- [What to do] Return, in their exact form, the lines that lie between the start of the data below and the line containing "Q: Point at the snow on", with both ends included.

+++

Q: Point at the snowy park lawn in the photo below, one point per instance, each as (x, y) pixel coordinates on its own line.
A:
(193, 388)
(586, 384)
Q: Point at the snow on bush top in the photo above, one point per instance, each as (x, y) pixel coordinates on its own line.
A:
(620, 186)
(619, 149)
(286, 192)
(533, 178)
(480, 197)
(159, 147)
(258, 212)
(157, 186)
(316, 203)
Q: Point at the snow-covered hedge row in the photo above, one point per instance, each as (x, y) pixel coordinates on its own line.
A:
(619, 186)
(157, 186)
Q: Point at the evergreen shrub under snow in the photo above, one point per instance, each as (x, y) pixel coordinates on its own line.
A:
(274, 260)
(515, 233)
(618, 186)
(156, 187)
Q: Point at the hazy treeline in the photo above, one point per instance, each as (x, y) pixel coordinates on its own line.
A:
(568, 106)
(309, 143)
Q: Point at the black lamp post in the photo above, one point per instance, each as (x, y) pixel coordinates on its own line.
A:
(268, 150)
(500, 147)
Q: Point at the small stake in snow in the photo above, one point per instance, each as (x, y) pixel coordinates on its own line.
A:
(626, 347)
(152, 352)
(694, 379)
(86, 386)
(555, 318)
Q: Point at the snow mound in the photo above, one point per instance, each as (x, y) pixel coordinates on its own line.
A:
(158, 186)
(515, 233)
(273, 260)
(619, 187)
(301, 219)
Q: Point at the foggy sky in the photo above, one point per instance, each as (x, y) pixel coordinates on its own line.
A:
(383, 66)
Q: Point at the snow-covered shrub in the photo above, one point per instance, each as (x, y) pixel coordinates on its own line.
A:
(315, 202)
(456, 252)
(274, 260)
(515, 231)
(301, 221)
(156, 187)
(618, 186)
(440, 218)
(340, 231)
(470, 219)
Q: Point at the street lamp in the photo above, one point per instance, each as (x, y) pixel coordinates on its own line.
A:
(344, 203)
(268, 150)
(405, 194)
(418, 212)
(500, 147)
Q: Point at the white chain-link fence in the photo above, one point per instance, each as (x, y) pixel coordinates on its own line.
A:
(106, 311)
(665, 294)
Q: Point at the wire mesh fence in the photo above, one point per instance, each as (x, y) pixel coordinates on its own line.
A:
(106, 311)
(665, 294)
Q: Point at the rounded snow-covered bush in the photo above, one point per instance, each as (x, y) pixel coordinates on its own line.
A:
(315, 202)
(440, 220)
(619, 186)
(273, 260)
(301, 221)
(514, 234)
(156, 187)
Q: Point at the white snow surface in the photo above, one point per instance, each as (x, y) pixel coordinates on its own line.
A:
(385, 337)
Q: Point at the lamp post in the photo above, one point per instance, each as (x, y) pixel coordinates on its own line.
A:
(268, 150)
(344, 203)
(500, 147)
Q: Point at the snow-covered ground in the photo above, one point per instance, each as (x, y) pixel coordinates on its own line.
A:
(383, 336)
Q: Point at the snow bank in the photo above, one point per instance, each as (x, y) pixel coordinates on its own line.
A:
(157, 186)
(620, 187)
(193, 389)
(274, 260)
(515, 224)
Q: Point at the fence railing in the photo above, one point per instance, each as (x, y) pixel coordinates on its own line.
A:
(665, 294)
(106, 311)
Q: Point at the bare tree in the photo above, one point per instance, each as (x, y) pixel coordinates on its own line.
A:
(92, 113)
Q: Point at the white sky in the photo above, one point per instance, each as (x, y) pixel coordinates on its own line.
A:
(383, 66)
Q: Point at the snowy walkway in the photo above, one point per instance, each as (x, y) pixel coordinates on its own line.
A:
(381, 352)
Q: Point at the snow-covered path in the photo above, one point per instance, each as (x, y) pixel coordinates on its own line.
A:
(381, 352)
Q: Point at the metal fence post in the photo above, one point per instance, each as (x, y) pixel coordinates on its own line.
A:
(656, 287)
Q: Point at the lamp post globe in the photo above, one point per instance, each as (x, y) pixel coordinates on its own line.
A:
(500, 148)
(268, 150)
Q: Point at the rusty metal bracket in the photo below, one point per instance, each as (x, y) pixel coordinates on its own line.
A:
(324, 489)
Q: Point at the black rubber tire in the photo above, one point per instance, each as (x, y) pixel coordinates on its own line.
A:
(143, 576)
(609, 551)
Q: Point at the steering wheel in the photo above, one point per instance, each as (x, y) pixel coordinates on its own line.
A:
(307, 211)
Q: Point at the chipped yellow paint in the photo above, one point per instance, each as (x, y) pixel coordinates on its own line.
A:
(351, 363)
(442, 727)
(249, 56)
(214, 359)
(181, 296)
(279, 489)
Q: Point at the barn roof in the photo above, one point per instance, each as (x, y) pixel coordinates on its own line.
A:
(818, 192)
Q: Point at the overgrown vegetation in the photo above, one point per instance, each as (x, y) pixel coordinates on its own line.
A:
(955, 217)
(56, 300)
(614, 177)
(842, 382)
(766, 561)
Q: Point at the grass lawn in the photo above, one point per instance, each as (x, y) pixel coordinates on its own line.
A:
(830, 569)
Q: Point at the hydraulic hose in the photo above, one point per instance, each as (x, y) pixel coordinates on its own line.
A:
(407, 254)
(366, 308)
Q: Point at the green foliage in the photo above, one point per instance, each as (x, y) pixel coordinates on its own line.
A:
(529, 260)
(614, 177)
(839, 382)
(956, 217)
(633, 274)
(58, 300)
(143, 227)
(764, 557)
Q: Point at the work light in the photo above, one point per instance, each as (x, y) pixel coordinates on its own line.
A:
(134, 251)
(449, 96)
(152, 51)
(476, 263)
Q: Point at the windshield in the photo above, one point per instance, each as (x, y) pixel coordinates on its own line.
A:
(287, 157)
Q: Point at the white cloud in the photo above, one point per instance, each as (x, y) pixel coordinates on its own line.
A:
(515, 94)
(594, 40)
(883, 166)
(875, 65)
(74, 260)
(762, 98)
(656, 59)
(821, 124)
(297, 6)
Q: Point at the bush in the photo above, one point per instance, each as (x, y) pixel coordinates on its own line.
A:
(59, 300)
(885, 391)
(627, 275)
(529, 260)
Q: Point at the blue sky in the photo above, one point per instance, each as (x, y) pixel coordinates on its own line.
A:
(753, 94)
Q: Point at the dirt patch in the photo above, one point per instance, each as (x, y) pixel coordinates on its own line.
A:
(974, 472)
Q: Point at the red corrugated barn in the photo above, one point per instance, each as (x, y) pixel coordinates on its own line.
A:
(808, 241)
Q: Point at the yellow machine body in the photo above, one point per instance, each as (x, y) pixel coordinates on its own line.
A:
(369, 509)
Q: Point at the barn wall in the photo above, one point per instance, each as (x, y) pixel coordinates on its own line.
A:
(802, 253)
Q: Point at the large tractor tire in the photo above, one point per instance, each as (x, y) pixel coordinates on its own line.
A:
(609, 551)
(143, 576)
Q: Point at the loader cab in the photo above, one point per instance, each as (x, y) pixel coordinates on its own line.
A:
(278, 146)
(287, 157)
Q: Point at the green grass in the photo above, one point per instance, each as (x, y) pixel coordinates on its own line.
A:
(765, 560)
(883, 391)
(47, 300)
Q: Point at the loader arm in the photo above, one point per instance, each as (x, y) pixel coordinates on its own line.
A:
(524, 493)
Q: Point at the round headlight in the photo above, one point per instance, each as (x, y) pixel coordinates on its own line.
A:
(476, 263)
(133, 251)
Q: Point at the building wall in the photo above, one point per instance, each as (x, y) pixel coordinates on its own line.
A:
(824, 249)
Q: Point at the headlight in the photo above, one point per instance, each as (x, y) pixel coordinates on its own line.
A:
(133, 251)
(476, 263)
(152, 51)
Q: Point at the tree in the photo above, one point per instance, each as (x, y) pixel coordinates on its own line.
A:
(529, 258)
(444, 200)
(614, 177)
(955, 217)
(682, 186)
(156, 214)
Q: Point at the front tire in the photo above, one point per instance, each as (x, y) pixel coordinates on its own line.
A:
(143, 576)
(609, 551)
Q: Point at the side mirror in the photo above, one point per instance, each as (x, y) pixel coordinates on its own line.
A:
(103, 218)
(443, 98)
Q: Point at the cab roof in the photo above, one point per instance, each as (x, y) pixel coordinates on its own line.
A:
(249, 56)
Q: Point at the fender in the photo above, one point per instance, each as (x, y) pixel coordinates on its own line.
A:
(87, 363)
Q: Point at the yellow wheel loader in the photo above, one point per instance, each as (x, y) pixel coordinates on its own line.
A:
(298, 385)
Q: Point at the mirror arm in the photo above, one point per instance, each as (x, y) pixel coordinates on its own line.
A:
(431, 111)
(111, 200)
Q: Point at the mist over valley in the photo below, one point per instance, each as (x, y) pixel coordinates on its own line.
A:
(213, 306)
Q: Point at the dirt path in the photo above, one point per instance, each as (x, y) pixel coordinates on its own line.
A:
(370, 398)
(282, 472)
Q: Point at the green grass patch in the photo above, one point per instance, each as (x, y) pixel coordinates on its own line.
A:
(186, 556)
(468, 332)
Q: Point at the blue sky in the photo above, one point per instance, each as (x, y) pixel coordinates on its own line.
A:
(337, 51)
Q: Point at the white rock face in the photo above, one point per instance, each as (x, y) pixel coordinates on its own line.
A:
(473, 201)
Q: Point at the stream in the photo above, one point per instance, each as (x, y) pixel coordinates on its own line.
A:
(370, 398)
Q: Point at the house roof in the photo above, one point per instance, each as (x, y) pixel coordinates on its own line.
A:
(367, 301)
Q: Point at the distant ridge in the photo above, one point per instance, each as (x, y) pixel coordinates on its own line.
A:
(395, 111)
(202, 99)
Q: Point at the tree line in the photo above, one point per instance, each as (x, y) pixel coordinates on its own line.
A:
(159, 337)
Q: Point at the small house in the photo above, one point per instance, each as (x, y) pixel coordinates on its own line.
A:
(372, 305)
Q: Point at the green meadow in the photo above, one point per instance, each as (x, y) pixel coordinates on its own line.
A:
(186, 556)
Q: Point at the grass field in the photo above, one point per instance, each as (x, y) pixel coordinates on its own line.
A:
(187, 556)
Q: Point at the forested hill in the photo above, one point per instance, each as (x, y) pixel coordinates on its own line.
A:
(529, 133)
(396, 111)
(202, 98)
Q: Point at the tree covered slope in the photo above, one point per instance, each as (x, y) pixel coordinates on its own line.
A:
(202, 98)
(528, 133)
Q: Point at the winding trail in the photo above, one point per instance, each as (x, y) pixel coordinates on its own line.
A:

+++

- [Exercise result]
Q: Point at the snowy park lawn in the photo below, one point per instance, each as (x, y) pixel coordinates on its own line.
A:
(193, 388)
(586, 384)
Q: Point at the snow on bush top in the photo above, one point per instance, each as (x, y) pixel coordinates on its own line.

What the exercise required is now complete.